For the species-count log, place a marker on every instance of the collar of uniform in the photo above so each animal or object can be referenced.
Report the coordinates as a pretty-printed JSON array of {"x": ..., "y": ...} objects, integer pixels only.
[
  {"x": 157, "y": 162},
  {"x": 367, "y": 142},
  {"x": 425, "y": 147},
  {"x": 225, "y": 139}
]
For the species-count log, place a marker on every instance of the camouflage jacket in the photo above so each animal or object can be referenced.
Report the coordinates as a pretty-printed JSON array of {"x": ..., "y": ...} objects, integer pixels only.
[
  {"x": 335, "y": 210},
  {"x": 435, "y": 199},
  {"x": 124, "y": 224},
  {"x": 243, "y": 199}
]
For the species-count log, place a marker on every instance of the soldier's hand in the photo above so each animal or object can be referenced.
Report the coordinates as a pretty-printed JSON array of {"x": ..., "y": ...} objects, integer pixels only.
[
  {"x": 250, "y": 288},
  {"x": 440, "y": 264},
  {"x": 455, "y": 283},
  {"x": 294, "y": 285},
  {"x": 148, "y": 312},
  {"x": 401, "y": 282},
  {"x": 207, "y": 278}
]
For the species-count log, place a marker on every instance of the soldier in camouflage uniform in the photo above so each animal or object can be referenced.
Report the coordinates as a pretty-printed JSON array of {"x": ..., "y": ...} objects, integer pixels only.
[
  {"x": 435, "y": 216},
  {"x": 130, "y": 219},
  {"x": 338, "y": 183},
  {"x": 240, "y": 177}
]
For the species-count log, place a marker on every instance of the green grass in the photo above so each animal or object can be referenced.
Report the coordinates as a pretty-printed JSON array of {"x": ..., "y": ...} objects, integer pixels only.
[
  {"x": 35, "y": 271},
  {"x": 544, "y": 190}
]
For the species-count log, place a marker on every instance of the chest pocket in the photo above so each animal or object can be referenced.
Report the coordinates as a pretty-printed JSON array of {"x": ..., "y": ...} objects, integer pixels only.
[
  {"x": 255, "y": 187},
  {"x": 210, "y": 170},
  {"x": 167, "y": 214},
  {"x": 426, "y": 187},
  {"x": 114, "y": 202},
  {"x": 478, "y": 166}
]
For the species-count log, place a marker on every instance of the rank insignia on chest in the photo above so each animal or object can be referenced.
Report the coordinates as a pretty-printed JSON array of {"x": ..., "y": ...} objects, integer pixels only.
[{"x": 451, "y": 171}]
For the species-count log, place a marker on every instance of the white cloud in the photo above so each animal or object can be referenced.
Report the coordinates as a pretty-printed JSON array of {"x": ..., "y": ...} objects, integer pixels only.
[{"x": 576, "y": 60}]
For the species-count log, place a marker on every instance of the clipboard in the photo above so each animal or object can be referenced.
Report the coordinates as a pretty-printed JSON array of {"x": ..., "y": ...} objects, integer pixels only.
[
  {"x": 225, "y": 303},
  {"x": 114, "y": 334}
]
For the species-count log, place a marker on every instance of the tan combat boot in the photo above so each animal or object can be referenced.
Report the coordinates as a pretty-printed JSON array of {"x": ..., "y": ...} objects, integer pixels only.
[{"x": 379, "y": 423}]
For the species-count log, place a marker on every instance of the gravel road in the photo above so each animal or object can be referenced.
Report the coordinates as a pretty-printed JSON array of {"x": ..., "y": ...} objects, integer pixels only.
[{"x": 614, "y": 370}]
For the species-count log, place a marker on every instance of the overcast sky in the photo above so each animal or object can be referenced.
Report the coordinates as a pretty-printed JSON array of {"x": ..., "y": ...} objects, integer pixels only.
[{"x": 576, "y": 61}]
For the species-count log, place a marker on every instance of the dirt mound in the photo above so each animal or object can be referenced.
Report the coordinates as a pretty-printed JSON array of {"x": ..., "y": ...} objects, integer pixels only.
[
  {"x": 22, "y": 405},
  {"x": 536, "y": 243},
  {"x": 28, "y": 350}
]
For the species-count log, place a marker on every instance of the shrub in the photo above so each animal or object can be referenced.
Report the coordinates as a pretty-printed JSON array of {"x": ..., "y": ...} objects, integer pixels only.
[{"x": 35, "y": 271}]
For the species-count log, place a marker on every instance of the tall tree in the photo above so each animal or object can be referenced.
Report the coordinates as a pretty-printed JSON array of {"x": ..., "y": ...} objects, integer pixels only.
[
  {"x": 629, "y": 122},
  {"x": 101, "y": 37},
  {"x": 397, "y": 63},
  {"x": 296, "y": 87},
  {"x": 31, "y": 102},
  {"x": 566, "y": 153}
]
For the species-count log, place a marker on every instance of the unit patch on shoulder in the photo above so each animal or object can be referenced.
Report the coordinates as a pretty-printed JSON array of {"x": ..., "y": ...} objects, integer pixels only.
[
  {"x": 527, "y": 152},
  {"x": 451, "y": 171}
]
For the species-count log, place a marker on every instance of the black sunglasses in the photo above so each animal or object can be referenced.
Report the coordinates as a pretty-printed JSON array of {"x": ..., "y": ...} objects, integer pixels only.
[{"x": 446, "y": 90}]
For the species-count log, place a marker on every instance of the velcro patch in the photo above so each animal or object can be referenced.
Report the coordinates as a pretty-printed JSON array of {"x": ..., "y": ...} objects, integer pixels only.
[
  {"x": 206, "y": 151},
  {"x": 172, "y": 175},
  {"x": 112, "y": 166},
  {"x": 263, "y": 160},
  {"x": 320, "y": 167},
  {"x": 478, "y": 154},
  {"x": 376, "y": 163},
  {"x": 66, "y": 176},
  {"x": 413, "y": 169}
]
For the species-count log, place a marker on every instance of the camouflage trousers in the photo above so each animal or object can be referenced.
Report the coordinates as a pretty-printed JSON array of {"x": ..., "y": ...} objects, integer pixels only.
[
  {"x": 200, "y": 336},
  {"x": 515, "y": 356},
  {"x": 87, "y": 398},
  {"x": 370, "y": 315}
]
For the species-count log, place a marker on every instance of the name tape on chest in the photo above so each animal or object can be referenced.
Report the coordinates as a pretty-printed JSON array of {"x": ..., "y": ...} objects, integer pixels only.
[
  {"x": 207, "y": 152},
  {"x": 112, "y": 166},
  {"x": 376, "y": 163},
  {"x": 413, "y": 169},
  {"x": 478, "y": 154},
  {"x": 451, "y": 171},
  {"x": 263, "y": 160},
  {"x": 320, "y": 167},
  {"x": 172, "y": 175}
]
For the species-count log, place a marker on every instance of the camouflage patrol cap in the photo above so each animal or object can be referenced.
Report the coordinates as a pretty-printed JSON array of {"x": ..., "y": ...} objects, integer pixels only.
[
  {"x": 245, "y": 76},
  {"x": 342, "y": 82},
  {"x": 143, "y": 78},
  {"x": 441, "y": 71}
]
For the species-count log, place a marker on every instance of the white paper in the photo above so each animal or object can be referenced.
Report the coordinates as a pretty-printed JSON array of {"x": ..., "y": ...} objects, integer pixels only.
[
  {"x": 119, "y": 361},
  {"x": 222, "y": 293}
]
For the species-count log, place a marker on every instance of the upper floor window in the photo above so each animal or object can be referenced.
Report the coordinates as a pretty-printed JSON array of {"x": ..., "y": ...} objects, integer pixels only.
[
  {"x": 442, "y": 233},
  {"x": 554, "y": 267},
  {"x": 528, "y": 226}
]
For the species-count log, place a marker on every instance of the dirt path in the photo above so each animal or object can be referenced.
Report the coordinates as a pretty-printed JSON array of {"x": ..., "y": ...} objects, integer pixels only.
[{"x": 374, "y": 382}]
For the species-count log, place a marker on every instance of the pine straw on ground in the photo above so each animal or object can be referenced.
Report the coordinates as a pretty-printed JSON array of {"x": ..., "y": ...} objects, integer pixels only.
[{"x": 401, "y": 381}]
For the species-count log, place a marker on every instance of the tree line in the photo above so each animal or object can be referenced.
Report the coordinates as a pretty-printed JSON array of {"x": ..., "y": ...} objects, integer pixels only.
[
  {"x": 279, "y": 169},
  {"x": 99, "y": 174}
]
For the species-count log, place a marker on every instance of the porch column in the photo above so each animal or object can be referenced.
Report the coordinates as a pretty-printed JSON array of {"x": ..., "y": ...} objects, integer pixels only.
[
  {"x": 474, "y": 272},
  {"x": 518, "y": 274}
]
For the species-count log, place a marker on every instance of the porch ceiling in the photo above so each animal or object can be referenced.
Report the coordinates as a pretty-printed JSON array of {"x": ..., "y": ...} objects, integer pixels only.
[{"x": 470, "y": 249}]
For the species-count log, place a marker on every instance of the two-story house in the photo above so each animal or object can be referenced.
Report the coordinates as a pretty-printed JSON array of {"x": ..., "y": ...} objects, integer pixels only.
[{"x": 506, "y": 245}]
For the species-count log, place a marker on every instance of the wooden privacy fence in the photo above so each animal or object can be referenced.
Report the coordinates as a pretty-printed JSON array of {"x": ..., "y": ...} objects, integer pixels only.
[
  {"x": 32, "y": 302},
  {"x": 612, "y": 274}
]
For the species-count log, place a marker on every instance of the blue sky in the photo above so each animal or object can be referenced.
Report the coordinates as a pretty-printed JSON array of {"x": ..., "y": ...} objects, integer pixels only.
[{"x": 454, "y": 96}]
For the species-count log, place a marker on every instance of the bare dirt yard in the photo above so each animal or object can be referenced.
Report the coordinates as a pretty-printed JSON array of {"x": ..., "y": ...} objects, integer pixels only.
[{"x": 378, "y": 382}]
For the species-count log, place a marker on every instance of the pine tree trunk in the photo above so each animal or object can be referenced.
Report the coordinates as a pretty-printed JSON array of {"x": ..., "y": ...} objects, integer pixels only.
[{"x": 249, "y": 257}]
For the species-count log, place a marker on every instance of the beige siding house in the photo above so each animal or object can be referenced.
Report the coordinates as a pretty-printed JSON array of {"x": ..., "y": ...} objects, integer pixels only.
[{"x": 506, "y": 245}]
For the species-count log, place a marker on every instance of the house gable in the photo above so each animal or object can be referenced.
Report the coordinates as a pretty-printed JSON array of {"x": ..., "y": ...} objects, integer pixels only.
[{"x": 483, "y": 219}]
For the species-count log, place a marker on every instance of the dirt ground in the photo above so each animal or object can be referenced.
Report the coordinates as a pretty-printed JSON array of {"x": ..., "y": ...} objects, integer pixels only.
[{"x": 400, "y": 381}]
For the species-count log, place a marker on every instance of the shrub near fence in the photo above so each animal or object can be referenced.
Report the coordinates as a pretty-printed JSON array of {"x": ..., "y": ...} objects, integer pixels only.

####################

## WORK TO DO
The lines to reproduce run from the one that contains "of the blue" through the last line above; copy them exactly.

## EXPECTED ANSWER
For the species-count log, place a marker on every instance of the blue sky in the photo above so each animal or object can be referenced.
Report the coordinates as a pretty-printed JSON array of {"x": ..., "y": ...} objects, integer pixels only.
[{"x": 454, "y": 96}]
For the species-count log, place a marker on every instance of the bare dirt yard in the photo above so each animal or object can be referenced.
Report the coordinates as a pretty-printed JSON array of {"x": ..., "y": ...} objects, integer pixels only.
[{"x": 378, "y": 382}]
For the species-count log, place a marker on every instance of the pine tree trunk in the photo above so each animal or object can be referenced.
Report the coordinates as a pretty-printed JSON array of {"x": ..., "y": ...} objects, integer pixels only.
[{"x": 249, "y": 257}]
For the species-count log, place a marker on every instance of the beige siding house in the photo above so each animal or object can be referenced.
Report the coordinates as a pretty-printed JSON array of {"x": ..., "y": ...} objects, integer pixels only.
[{"x": 506, "y": 245}]
For the species-count log, place a marker on every instance of the house gable in the photo above so each animal or object can be referenced.
Report the coordinates as a pretty-printed JSON array of {"x": ..., "y": ...} objects, integer pixels only.
[{"x": 483, "y": 219}]
For the species-count log, place a marker on every instance of the dirt ground in the photo above so each animal or object can be referenced.
Report the coordinates as a pretty-printed JSON array of {"x": ..., "y": ...} objects, integer pixels only.
[{"x": 400, "y": 381}]
For the species-count log, place a marker on every instance of the shrub near fence in the photo above so each animal or object can be referenced.
Report the coordinates as a pretty-printed JSON array of {"x": ..., "y": ...} objects, integer pixels only.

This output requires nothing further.